| Passage provided |
- It’s so foreign to me, wanting to own a gun, especially the kind you’d use in a war. I don’t know why, but shooting just doesn’t appeal to me. I did it that one time with Lisa, and don’t feel the need to ever do it again. People on YouTube blow away bowling balls and old toaster ovens in their back yards, and I just don’t get it. I’ve never thought to stalk and kill my own food. I don’t worry that a race war is coming and I need to arm myself in advance of it. Nor am I concerned that an escaped psychopath is going to break down my front door in the middle of the night. Things like that clearly happen, but I’d just as soon prepare by having a back door. Where I live now, in the U.K., it’s hard to get a rifle and next to impossible to secure a handgun. Yet somehow, against all odds, British people feel free. Is it that they don’t know what they’re missing? Or is the freedom they feel the freedom of not being shot to death in a classroom or a shopping mall or a movie theatre?
This kind of liberal humor is great when it connects. And potentially a series of dad joke level riffs that have extended the career of Paula Poundstone indefinitely. Full disclosure: I can find myself listening to Wait Wait Don't Tell Me, but I hate myself while I do it. Peter Seagal has some good zingers. Fight me, bro!

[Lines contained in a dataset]

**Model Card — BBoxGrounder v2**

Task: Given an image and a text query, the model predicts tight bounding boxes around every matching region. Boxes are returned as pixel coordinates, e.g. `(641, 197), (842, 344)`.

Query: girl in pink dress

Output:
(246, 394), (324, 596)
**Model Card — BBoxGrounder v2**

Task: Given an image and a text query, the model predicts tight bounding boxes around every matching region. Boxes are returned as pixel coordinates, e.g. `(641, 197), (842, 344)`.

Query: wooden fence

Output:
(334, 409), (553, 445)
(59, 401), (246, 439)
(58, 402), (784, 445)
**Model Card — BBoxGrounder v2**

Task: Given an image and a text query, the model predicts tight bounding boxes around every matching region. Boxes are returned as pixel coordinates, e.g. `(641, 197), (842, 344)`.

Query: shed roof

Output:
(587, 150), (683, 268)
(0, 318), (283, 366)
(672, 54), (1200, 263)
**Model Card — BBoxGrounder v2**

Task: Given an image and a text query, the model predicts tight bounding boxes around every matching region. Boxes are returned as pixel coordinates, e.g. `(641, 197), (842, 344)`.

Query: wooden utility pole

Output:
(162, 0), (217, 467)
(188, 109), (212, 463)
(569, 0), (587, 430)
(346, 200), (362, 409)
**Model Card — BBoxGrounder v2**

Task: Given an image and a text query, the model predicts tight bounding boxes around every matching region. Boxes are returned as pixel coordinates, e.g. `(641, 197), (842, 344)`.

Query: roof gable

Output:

| Brief |
Please list every place the passage names where people might be shot to death. These lines have nothing to do with the passage.

| Exercise response |
- a classroom
- a shopping mall
- a movie theatre